INFORMATION GIVEN =>

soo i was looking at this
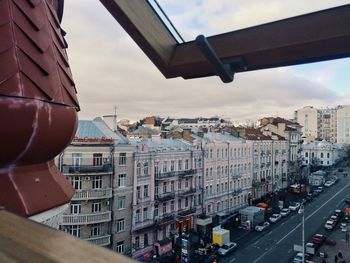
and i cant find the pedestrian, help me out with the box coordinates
[335,254,339,263]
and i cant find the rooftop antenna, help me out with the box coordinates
[113,105,117,132]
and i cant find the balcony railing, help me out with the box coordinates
[178,207,196,217]
[155,192,175,202]
[132,219,155,232]
[72,188,113,201]
[178,169,197,177]
[84,234,111,247]
[155,213,175,225]
[177,187,196,196]
[155,171,176,180]
[231,188,243,195]
[62,164,112,174]
[62,211,111,225]
[232,173,243,179]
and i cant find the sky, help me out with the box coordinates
[62,0,350,123]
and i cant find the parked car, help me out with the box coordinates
[324,220,336,230]
[255,221,270,232]
[306,193,313,201]
[330,215,339,224]
[312,191,319,197]
[324,181,333,187]
[280,208,291,217]
[217,242,238,256]
[312,234,326,245]
[292,252,311,263]
[289,202,301,211]
[331,176,339,183]
[335,209,344,219]
[340,222,347,232]
[315,186,324,193]
[269,213,282,223]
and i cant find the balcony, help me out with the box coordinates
[84,234,111,247]
[231,188,243,195]
[72,188,113,201]
[132,219,155,232]
[155,192,175,203]
[232,173,243,179]
[178,207,196,217]
[178,169,197,177]
[155,213,175,225]
[62,164,112,174]
[61,211,111,225]
[155,171,176,180]
[177,187,196,196]
[252,180,265,187]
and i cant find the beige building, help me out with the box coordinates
[295,106,318,140]
[58,118,134,256]
[337,105,350,144]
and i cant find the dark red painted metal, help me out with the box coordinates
[0,0,78,217]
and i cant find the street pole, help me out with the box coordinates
[299,205,305,263]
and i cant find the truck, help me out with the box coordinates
[240,206,265,229]
[256,203,272,215]
[212,226,230,247]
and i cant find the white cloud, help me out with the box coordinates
[63,1,349,122]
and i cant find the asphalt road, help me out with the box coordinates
[220,166,350,263]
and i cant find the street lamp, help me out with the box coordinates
[298,205,305,263]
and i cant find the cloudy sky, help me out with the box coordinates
[62,0,350,123]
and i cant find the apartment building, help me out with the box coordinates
[58,118,134,255]
[201,133,252,217]
[260,117,302,183]
[295,106,318,140]
[318,108,337,143]
[337,105,350,144]
[236,128,288,200]
[130,137,202,262]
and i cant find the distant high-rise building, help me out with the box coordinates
[295,106,318,140]
[337,105,350,144]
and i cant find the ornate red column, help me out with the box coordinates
[0,0,78,217]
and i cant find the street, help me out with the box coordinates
[219,166,350,263]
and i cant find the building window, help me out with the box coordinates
[163,182,167,193]
[118,174,126,187]
[144,162,149,175]
[144,233,149,247]
[163,161,167,173]
[171,200,175,211]
[118,196,126,209]
[155,162,159,176]
[71,176,82,190]
[185,159,189,170]
[163,203,167,214]
[327,153,330,158]
[207,204,211,213]
[305,152,308,157]
[91,224,101,237]
[92,176,102,189]
[154,205,158,217]
[170,160,175,171]
[178,180,182,190]
[320,153,324,158]
[185,178,189,188]
[178,160,182,170]
[92,202,101,213]
[117,219,125,232]
[144,185,149,197]
[135,236,140,249]
[171,181,175,192]
[137,186,141,199]
[93,153,103,166]
[119,153,127,165]
[72,153,82,166]
[143,207,148,220]
[69,225,80,237]
[178,199,181,210]
[185,197,188,207]
[116,241,124,253]
[70,203,81,214]
[136,163,141,176]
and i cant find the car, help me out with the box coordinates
[312,190,319,197]
[306,193,313,201]
[255,221,270,232]
[217,242,238,256]
[312,234,326,245]
[280,208,291,217]
[324,220,336,230]
[335,209,344,219]
[331,176,338,183]
[289,202,301,211]
[292,252,311,263]
[324,181,333,187]
[204,255,218,263]
[269,213,282,223]
[316,186,324,193]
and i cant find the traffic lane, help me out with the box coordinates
[256,181,350,263]
[219,179,350,263]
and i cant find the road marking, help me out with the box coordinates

YOUR OBJECTIVE =>
All lines above are to be restated word for word, with pictures excluded.

YOUR SOLUTION =>
soo i was looking at this
and i cant find the pedestrian, help me out with the box coordinates
[335,254,339,263]
and i cant find the rooftop antenna, help me out with the box coordinates
[113,105,117,132]
and i cant find the balcony railing, help me out with the box coordinates
[178,207,196,217]
[155,192,175,202]
[132,219,155,232]
[72,188,113,201]
[178,169,197,177]
[84,234,111,247]
[155,213,175,225]
[177,187,196,196]
[155,171,176,180]
[231,188,243,195]
[62,164,112,174]
[62,211,111,225]
[232,173,243,179]
and i cant find the sky, help me out with the box coordinates
[62,0,350,123]
and i cant find the parked car, help me out with the box coordinates
[324,220,336,230]
[255,221,270,232]
[306,193,313,201]
[330,215,339,224]
[312,191,319,197]
[324,181,333,187]
[280,208,291,217]
[217,242,238,256]
[312,234,326,245]
[292,252,311,263]
[289,202,301,211]
[331,176,339,183]
[335,209,344,219]
[340,222,347,232]
[315,186,324,193]
[269,213,282,223]
and i cant find the balcony, help me out with the box coordinates
[84,234,111,247]
[231,188,243,195]
[72,188,113,201]
[132,219,155,232]
[155,192,175,203]
[232,173,243,179]
[178,207,196,217]
[178,169,197,177]
[155,213,175,225]
[62,164,112,174]
[61,211,111,225]
[155,171,176,180]
[177,187,196,196]
[252,180,265,187]
and i cant find the beige building, help me out with the box coordinates
[295,106,318,140]
[58,118,134,256]
[337,105,350,144]
and i cant find the dark red painted metal, help me out with the box coordinates
[0,0,78,217]
and i cant find the street pole, help me out with the box coordinates
[299,205,305,263]
and i cant find the truck, help me out with the box coordinates
[240,206,265,229]
[256,203,272,215]
[212,226,230,247]
and i cant find the white cloud, help me out with the box coordinates
[63,1,349,122]
and i cant find the asphalt road, help me out with the box coordinates
[220,166,350,263]
and i cant find the street lamp, help me out with the box coordinates
[298,205,305,263]
and i cant find the cloudy sky, help me out with the box coordinates
[62,0,350,123]
and i cant find the apartment building, help me out with the box coordinates
[58,118,134,255]
[201,133,252,217]
[260,117,302,183]
[295,106,318,140]
[318,108,337,143]
[337,105,350,144]
[236,128,288,200]
[130,137,202,262]
and i cant find the distant high-rise building, help me out with the box coordinates
[295,106,318,140]
[337,105,350,144]
and i cant find the ornate red column, help me out with the box coordinates
[0,0,78,217]
and i cant find the street, help me out with the box coordinates
[219,166,350,263]
and i cant find the building window, help me out with the box coordinates
[163,182,167,193]
[118,174,126,187]
[144,162,149,175]
[144,233,149,247]
[163,161,167,173]
[171,200,175,211]
[118,196,126,209]
[155,162,159,176]
[71,176,82,190]
[185,159,189,170]
[163,203,167,214]
[327,153,330,158]
[207,204,211,213]
[305,152,308,157]
[91,224,101,237]
[92,176,102,189]
[154,205,158,217]
[170,160,175,171]
[178,180,182,190]
[320,153,324,158]
[185,178,189,188]
[178,160,182,170]
[92,202,101,213]
[117,219,125,232]
[144,185,149,197]
[135,236,140,249]
[171,181,175,192]
[137,186,141,199]
[93,153,103,166]
[119,153,127,165]
[72,153,82,166]
[143,207,148,220]
[69,225,80,237]
[178,199,181,210]
[185,197,188,207]
[116,241,124,253]
[70,203,81,214]
[136,163,141,176]
and i cant find the car, help me out with the box coordinates
[312,190,319,197]
[306,193,313,201]
[255,221,270,232]
[217,242,238,256]
[312,234,326,245]
[280,208,291,217]
[324,220,336,230]
[335,209,344,219]
[331,176,338,183]
[289,202,301,211]
[292,252,311,263]
[324,181,333,187]
[204,255,218,263]
[269,213,282,223]
[316,186,324,193]
and i cant find the traffic lane, help me out with the box coordinates
[256,181,350,263]
[219,179,350,263]
and i cant find the road marking, help me out with the box coordinates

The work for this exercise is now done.